> [SELECTION]
Rival Knights Defeat

Jousting in the game is, in its simplest form, a ‘best of three’ contest across three key statistics: defense, speed, and power. Each is judged individually, and the jouster that wins two of the three categories wins the match (a tie is also possible). Defense is calculated solely from your helmet and armor, and is not affected by the joust itself. Speed is determined by the horse you ride plus the speed you reach in the match. Finally, power is judged by your lance and your aim on your opponent.

Rival Knights Perfect Start

There are three active components to each match: the start, the gallop, and the strike. When the joust starts a countdown appears on the screen, and tapping the screen when the word ‘Go’ appears grants a Speed bonus. The gallop then immediately begins, and utilizes a precision mechanic on an arch. Tapping the screen in a white, yellow, or green zone will grant acceleration based on how closely you fall into the small green zone, and as you gain speed, so does the acceleration arrow, making the last taps the most difficult. After several acceleration boosts, your camera will shift and time will slow down as your opponent comes into view. The screen will highlight a specific target on your opponent to strike, and you must drag your finger on the screen to direct your lance to that target. The closer you are to a perfect strike, the smaller the circle; green indicates a perfect hit like other game elements. You will only have a few seconds in this slowed time before you and your opponent strike, so you must be accurate and swift to properly strike your opponent and knock him from his horse.

Rival Knights Critical Hit

The entire joust takes only a minute to complete, so there’s no time wasted. When it’s complete, the joust’s results will be calculated, including bonus medals that can be earned for a perfect start, for reaching top speed, and for hitting a perfect hit. These will increase your scores and rewards. You’ll still earn a small reward if you lose the joust, so your time and energy isn’t entirely wasted. That said, energy is more precious than you realize, so do your best to avoid losses.

Harnessing the Power of Metal and Hoof

There are five pieces of equipment that you may purchase and upgrade: helms, armor, horses, lances, and emblems. As mentioned earlier, helms and armor contribute to defense, horses to speed, and lances to power. Each of these categories has multiple items that may be purchased (although you can only ever equip one). Some items will cost gold (earned in matches), some will cost gems (the cash shop currency), and some must be unlocked through the campaign. Additional bonus items may be rewarded for participation in the PvP tournaments. Each item can be upgraded with gold through six tiers. However, the sixth and final tier is temporary and considered “charged,” and may only last a few matches before needing to be charged again.

Rival Knights Upgrading Lance

Discovering which piece of gear is best to buy, and choosing when to upgrade existing gear or to buy a new piece of gear, proves complicated without outside assistance. Upgrades become quite costly and also take a good deal of time to complete, during which you can still use the equipment but cannot benefit from its upgrade. Without purchasing additional upgrade slots, only one piece of gear can be actively upgrading at a time, meaning that it may take hours for your entire set of gear to complete a round of upgrades. In addition, weight is an important factor. Each horse has a certain weight limit, and each helm, armor, and lance has a given weight. You must stay within your horse’s limits, which means you must also balance your upgrades across all four categories.

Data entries

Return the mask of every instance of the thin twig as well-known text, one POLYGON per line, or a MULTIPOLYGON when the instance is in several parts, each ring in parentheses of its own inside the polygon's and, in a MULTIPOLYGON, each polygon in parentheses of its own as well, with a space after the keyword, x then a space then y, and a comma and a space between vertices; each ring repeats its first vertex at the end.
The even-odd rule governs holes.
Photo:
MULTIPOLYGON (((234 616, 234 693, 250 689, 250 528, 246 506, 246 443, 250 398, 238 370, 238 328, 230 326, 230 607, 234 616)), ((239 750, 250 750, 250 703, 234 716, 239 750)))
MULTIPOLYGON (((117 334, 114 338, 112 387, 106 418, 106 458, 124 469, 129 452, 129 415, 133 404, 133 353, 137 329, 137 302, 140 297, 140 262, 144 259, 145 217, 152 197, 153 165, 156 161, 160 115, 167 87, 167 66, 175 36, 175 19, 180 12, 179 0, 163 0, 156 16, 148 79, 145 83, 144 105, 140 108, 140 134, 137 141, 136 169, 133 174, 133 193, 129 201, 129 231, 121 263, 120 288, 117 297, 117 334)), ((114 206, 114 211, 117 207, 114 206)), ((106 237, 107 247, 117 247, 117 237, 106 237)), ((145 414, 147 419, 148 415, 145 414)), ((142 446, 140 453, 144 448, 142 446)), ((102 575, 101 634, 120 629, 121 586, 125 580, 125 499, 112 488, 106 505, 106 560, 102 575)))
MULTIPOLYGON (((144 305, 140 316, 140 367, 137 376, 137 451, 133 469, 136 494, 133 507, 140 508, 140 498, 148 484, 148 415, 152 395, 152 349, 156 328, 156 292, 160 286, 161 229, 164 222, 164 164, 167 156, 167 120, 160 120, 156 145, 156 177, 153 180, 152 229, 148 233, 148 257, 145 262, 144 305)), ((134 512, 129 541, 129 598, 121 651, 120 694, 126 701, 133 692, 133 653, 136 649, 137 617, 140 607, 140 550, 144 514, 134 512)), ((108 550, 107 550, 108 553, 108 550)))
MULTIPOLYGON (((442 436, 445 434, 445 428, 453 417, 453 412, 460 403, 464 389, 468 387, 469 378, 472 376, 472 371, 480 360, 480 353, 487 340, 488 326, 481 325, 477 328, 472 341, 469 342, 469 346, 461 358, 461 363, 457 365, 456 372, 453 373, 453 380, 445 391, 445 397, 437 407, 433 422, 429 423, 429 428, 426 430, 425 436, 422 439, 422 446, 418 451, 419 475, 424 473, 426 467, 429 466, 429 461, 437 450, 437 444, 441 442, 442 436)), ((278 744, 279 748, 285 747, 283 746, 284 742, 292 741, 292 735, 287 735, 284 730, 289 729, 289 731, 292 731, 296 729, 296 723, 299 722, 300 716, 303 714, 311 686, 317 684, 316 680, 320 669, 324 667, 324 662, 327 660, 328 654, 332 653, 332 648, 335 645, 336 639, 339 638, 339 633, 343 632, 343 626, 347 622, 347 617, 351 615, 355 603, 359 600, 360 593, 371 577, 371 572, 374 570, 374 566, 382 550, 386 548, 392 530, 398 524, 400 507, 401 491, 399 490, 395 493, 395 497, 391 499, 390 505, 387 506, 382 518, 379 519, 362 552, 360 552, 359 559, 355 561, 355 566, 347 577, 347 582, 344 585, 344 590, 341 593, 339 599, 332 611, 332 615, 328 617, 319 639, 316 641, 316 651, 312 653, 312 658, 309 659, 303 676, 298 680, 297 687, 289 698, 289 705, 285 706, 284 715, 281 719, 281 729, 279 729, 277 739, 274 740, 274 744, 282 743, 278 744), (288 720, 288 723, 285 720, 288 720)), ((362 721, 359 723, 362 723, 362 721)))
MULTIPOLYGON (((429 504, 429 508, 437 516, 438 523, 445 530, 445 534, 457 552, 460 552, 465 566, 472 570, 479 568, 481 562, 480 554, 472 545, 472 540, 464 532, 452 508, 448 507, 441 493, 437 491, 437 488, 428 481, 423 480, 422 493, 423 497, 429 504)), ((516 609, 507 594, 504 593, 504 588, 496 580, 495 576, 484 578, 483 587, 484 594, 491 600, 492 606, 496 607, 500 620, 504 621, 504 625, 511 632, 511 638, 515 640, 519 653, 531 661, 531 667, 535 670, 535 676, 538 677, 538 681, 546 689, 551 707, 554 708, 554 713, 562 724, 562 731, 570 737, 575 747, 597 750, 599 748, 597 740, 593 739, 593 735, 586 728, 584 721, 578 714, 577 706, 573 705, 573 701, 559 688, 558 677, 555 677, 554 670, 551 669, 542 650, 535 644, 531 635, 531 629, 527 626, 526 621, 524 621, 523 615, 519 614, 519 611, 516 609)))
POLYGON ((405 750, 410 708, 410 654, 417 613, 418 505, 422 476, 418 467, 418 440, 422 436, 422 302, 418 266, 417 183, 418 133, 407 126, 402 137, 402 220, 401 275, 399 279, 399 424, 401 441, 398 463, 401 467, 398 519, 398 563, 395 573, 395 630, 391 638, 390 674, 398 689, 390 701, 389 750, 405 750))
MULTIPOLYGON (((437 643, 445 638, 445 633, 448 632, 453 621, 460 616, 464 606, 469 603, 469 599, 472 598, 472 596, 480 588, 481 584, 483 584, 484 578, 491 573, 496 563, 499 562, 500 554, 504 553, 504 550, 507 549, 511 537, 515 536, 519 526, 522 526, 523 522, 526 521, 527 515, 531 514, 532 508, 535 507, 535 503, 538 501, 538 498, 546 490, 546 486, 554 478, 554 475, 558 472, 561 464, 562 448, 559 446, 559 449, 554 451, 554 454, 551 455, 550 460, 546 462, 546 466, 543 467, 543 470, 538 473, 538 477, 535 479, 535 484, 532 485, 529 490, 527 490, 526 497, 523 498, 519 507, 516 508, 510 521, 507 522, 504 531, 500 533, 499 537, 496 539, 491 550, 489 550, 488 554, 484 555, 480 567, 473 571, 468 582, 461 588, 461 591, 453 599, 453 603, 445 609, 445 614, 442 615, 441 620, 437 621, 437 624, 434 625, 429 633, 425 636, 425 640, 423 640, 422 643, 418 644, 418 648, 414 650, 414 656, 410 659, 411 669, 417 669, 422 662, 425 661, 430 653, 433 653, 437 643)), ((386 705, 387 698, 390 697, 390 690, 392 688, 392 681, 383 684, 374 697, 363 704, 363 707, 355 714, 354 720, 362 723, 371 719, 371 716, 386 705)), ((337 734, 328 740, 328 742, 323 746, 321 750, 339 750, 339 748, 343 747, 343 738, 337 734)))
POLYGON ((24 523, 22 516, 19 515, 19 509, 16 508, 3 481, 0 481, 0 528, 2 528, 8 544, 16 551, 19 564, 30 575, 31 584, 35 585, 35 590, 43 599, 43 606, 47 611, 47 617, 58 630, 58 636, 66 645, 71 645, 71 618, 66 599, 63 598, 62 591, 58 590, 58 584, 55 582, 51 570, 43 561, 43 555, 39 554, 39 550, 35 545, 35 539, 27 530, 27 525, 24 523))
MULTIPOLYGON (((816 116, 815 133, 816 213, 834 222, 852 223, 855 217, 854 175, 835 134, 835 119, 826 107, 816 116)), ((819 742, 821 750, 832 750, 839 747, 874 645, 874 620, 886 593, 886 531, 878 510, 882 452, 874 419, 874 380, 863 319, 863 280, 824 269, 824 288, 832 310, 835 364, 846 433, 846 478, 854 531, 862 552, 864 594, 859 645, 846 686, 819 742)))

> [WRITTEN INSTRUCTION A] According to the Rival Knights guide, why must a player balance upgrades across the helm, armor, and lance categories and the horse?
> [WRITTEN INSTRUCTION B] In the Rival Knights guide, through how many tiers can each item be upgraded with gold?

> [EXERCISE ANSWER A] Each horse has a weight limit, and every helm, armor, and lance carries its own weight. Because the player must stay within the horse's limit, upgrades have to be balanced across all four categories.

> [EXERCISE ANSWER B] Six tiers.